■ INSTRUCTIONS FOR THE TASK: Please print the part of the court judgment below that runs from "The High Court held" up to and including "convicted as afore-noted.", word for word.

■ EXCERPTED TEXT:
The learned Magistrate had also taken a serious note of certain inconsistent statements made by the witnesses in regard to approaching PW-3 and also PWs 2, 4, 5 and 6 apprehending these accused. But PW-3's evidence is directly on the point.

The High Court held that the approach of the trial Court was clearly erroneous. The cogent and credible evidence of PW-3 and PW-1, the father was not considered in the proper perspective; there was nothing to doubt the roles played by PWs 2, 4, 5 and 6 which the trial Court erroneously came to hold to be suspicious and not in conformity with law. Accordingly the judgment of the trial Court was set aside and the appellants were convicted as afore-noted.

In support of the appeal, Mr. Sushil Kumar, learned senior counsel submitted that the trial Court had analysed the evidence in great detail and had come to the right conclusion about the fallacies in the prosecution evidence. It has been clearly established that the witnesses were not speaking the truth. Though the criminal antecedents of a witness are not always sufficient to discard his evidence, yet the trial Court acted not only on the antecedents but also on the improbabilities highlighted by the defence. There are many suspicious circumstances as to when the FIR was lodged to the police. There are unexplained contradictions on that score. The class-mates of the alleged victim (PW-3) were also not consistent as to the manner in which the victim was supposedly taken from the school. If in reality A- 2 was caught by the these persons as claimed there was no reason as to why the police was not informed thereafter and the witnesses took upon themselves the task of capturing A-1. The evidence shows as if A-2 was taken to the police station first and the evidence of PWs. 2, 4, 5 and 6 contradicts each other. Since the trial Court recorded a view which is a possible view, the High Court without compelling reasons should not have upset it.

■ DATA SECTION:
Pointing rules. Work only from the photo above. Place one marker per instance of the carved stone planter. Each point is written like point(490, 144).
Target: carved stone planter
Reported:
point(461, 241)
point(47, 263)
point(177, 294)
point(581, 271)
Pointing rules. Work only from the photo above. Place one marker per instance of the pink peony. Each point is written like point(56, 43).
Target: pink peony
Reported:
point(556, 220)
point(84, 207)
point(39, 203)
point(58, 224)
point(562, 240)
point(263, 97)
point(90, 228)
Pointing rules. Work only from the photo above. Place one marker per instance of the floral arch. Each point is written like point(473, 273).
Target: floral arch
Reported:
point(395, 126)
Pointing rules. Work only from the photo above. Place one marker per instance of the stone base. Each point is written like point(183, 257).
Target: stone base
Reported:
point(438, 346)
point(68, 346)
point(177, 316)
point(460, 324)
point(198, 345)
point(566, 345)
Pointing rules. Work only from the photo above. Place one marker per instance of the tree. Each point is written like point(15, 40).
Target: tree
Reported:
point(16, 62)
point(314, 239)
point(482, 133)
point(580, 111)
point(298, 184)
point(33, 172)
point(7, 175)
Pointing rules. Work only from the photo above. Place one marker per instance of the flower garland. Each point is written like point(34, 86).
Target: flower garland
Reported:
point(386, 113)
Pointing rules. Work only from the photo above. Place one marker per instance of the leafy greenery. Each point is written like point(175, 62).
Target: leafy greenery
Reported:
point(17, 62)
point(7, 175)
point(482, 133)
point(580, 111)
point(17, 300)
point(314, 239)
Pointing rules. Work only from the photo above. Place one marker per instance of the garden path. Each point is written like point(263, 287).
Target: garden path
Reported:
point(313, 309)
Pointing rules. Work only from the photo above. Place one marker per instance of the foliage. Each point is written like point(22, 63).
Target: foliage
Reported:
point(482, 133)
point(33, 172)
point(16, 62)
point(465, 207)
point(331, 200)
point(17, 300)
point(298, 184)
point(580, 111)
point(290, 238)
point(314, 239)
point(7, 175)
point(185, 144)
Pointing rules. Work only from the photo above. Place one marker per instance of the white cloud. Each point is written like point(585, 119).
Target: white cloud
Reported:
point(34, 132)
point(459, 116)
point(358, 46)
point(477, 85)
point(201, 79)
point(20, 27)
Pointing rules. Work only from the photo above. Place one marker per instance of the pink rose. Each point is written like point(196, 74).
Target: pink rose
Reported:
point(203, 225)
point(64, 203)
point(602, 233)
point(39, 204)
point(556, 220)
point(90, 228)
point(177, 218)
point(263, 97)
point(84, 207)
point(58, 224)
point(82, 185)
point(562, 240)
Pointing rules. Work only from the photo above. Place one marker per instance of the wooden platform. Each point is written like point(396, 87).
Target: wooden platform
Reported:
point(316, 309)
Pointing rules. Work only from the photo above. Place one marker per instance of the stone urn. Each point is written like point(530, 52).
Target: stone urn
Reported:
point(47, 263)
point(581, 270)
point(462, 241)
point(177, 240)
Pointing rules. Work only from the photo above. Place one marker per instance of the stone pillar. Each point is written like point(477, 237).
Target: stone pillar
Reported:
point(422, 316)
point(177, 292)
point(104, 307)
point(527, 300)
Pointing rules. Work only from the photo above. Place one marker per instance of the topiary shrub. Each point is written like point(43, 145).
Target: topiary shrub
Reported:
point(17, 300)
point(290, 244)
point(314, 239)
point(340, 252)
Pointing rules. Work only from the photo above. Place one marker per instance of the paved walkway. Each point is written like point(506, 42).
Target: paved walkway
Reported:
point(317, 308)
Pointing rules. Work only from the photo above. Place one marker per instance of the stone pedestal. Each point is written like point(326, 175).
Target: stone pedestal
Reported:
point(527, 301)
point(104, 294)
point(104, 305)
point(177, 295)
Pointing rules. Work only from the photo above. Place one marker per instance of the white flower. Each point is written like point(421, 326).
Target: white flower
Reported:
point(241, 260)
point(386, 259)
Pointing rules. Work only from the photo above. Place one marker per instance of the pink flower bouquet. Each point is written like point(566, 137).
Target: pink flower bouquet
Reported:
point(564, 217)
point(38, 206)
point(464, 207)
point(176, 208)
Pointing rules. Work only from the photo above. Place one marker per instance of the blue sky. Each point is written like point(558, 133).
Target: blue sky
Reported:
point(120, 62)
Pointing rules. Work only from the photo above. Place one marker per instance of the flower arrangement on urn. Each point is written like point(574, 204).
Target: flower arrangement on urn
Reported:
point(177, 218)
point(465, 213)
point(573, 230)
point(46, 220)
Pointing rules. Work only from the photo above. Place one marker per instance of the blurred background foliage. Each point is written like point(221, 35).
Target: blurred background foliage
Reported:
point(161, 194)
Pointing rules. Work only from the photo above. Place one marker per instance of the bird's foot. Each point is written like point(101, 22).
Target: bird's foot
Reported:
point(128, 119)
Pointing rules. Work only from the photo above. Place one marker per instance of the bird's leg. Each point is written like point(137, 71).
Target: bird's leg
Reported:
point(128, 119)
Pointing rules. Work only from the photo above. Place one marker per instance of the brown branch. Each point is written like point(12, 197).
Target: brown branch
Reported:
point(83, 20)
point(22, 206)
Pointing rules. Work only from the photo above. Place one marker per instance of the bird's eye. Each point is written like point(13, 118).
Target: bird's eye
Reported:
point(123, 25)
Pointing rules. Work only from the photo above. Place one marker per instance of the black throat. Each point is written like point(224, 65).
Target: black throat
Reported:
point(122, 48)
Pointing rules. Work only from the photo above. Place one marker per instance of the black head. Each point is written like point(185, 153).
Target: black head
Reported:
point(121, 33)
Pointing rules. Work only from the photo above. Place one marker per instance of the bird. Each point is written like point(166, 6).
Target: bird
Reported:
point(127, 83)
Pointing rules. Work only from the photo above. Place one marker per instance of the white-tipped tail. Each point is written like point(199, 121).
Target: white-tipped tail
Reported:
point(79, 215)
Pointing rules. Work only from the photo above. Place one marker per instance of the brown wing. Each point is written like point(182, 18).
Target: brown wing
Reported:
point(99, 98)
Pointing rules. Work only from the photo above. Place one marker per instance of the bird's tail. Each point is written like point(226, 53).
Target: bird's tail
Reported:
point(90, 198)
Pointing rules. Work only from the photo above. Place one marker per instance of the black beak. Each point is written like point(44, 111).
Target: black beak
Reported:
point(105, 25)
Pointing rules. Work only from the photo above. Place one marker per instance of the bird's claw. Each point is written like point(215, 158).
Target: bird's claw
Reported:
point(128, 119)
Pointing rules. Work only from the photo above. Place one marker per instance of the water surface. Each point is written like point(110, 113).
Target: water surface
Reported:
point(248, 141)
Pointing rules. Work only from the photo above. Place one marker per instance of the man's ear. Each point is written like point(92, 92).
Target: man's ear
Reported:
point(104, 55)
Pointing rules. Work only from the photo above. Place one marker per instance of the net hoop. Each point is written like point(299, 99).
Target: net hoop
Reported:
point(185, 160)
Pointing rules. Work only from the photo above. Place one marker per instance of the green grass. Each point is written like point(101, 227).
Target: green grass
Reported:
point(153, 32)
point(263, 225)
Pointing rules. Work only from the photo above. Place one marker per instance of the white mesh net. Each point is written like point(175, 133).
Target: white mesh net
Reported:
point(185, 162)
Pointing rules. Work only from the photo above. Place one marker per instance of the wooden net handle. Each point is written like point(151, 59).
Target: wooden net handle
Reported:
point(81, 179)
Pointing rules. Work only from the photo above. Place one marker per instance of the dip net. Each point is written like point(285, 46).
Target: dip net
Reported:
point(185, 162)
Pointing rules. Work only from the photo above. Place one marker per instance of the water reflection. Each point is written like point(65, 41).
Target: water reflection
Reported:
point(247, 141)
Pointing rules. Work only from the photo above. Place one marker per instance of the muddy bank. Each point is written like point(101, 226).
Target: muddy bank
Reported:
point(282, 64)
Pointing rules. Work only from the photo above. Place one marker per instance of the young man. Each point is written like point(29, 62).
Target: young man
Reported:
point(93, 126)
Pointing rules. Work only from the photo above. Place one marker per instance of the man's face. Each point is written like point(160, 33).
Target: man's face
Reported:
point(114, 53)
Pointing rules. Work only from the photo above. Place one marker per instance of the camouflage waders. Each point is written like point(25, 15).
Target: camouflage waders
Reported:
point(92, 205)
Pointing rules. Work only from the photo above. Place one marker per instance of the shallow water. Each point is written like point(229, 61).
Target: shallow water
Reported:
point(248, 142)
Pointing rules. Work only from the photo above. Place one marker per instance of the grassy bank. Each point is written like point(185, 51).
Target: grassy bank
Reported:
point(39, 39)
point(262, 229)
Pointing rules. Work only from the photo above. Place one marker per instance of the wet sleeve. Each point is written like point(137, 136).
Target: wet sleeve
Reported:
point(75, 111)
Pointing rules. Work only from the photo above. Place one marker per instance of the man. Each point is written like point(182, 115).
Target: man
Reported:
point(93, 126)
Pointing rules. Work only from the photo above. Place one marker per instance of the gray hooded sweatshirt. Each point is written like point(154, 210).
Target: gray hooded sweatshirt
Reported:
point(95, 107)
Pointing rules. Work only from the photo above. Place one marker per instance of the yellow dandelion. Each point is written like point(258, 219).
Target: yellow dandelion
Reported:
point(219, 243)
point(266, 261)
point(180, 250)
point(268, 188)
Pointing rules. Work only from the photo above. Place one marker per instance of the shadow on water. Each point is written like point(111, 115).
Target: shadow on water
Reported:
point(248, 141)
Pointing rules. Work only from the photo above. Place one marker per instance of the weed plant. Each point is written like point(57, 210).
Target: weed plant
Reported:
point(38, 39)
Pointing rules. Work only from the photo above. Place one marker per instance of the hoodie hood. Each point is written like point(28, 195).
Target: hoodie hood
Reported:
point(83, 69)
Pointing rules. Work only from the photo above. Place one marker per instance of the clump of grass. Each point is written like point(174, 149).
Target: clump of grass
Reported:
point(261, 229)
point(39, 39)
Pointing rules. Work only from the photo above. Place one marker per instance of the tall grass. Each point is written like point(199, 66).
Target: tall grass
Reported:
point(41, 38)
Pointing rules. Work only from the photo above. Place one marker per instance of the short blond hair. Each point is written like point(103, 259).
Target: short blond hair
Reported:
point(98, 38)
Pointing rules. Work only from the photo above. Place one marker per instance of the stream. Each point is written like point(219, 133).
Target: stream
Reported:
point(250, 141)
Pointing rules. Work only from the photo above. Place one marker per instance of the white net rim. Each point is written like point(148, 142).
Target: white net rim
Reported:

■ FINAL ANSWER:
The High Court held that the approach of the trial Court was clearly erroneous. The cogent and credible evidence of PW-3 and PW-1, the father was not considered in the proper perspective; there was nothing to doubt the roles played by PWs 2, 4, 5 and 6 which the trial Court erroneously came to hold to be suspicious and not in conformity with law. Accordingly the judgment of the trial Court was set aside and the appellants were convicted as afore-noted.